• [Work required]
Pull out each line of the entries below that contains the word "post".

━━━━━━━━━━━━━━━━━━━━

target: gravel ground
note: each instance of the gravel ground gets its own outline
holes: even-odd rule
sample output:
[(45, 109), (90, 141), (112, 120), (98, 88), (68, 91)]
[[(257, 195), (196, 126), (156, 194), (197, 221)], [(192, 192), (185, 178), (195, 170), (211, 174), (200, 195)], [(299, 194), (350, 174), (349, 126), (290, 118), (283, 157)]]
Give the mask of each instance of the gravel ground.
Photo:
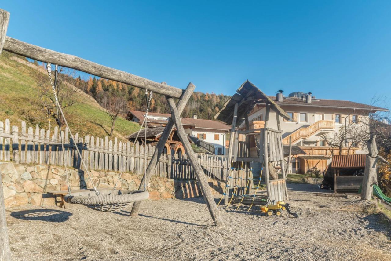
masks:
[(289, 189), (298, 219), (221, 206), (222, 227), (212, 225), (202, 198), (146, 200), (136, 218), (130, 207), (11, 209), (13, 260), (391, 260), (389, 224), (373, 205), (315, 185)]

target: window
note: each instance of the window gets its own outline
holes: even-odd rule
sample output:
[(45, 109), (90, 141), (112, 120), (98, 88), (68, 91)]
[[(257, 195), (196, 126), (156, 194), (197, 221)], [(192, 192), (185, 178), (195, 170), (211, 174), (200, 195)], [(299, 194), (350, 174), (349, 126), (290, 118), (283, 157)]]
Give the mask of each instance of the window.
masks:
[(205, 133), (198, 133), (197, 134), (197, 138), (200, 139), (205, 139)]
[(300, 113), (300, 122), (307, 122), (307, 114), (305, 113)]
[(287, 113), (288, 115), (289, 116), (291, 117), (291, 120), (287, 120), (287, 122), (293, 122), (293, 113)]
[(357, 115), (353, 115), (352, 116), (352, 121), (353, 123), (358, 123), (358, 121), (357, 120)]
[(335, 123), (341, 123), (341, 114), (336, 114)]

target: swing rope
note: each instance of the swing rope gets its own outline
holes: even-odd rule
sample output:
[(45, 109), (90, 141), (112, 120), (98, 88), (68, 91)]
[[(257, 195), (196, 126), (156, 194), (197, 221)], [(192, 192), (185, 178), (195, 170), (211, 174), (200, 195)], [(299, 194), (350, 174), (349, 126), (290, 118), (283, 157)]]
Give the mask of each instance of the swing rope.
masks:
[[(56, 64), (56, 67), (57, 67), (58, 66)], [(61, 105), (60, 104), (60, 103), (59, 102), (58, 97), (57, 95), (57, 93), (56, 90), (56, 87), (54, 86), (54, 84), (53, 81), (53, 79), (52, 78), (52, 65), (50, 63), (47, 63), (47, 69), (48, 73), (49, 75), (49, 78), (50, 79), (50, 84), (52, 85), (52, 88), (53, 89), (53, 94), (54, 95), (54, 98), (56, 100), (56, 106), (57, 109), (59, 111), (59, 112), (62, 116), (63, 119), (64, 120), (64, 122), (65, 123), (65, 125), (66, 126), (66, 127), (68, 129), (68, 131), (69, 132), (69, 134), (70, 135), (71, 138), (72, 138), (72, 140), (74, 141), (74, 145), (75, 145), (75, 148), (76, 148), (76, 150), (77, 152), (77, 155), (80, 157), (81, 161), (82, 164), (83, 165), (83, 167), (84, 168), (84, 169), (87, 172), (87, 174), (88, 176), (88, 179), (91, 182), (91, 183), (92, 184), (92, 186), (93, 187), (94, 190), (95, 191), (95, 193), (97, 195), (99, 195), (99, 192), (98, 191), (96, 187), (95, 186), (95, 184), (94, 184), (93, 182), (92, 181), (92, 179), (91, 178), (91, 175), (90, 173), (90, 172), (88, 171), (88, 168), (86, 165), (86, 163), (84, 162), (84, 159), (81, 156), (81, 153), (80, 153), (80, 151), (79, 150), (79, 148), (77, 147), (77, 144), (75, 142), (75, 137), (74, 136), (73, 134), (72, 134), (72, 132), (71, 131), (71, 129), (69, 127), (69, 125), (68, 125), (68, 123), (66, 121), (66, 119), (65, 118), (65, 115), (64, 115), (64, 112), (63, 111), (63, 109), (61, 107)], [(61, 133), (61, 131), (60, 133)], [(61, 135), (61, 134), (60, 134)], [(63, 148), (63, 149), (64, 149), (64, 141), (63, 140), (62, 135), (61, 135), (61, 145)], [(63, 154), (63, 156), (64, 154)], [(66, 181), (68, 183), (68, 190), (70, 191), (70, 188), (69, 186), (69, 181), (68, 179), (68, 174), (66, 175)]]

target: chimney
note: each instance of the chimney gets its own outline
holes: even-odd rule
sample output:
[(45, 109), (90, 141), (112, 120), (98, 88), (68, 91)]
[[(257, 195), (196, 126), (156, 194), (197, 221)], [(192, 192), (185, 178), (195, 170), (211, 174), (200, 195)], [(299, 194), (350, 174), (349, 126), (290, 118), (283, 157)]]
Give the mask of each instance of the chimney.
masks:
[(312, 102), (312, 93), (308, 93), (306, 95), (306, 102), (307, 103), (311, 103)]
[(278, 93), (277, 94), (277, 101), (278, 102), (282, 102), (284, 99), (283, 97), (282, 96), (282, 93)]

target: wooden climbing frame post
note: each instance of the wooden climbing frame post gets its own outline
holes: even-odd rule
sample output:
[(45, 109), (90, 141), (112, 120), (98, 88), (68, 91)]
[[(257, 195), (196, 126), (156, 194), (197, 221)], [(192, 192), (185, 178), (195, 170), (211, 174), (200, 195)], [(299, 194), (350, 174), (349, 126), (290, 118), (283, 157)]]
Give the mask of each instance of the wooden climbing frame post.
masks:
[[(0, 9), (0, 54), (5, 40), (5, 34), (9, 20), (9, 13)], [(8, 232), (5, 220), (5, 208), (3, 193), (3, 182), (0, 173), (0, 260), (11, 260), (11, 250), (8, 240)]]

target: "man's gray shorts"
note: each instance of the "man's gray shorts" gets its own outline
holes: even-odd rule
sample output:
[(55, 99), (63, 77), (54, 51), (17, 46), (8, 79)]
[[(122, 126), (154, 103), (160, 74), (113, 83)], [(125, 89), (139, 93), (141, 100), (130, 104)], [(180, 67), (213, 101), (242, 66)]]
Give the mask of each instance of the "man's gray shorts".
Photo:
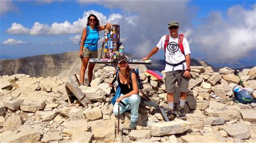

━━━━━━━━━━━━━━━━━━━━

• [Reply]
target: wooden climbing frame post
note: each instance of the wooden climbing frame post gets its own outline
Give the mask of each instance of the wooden climbing frame post.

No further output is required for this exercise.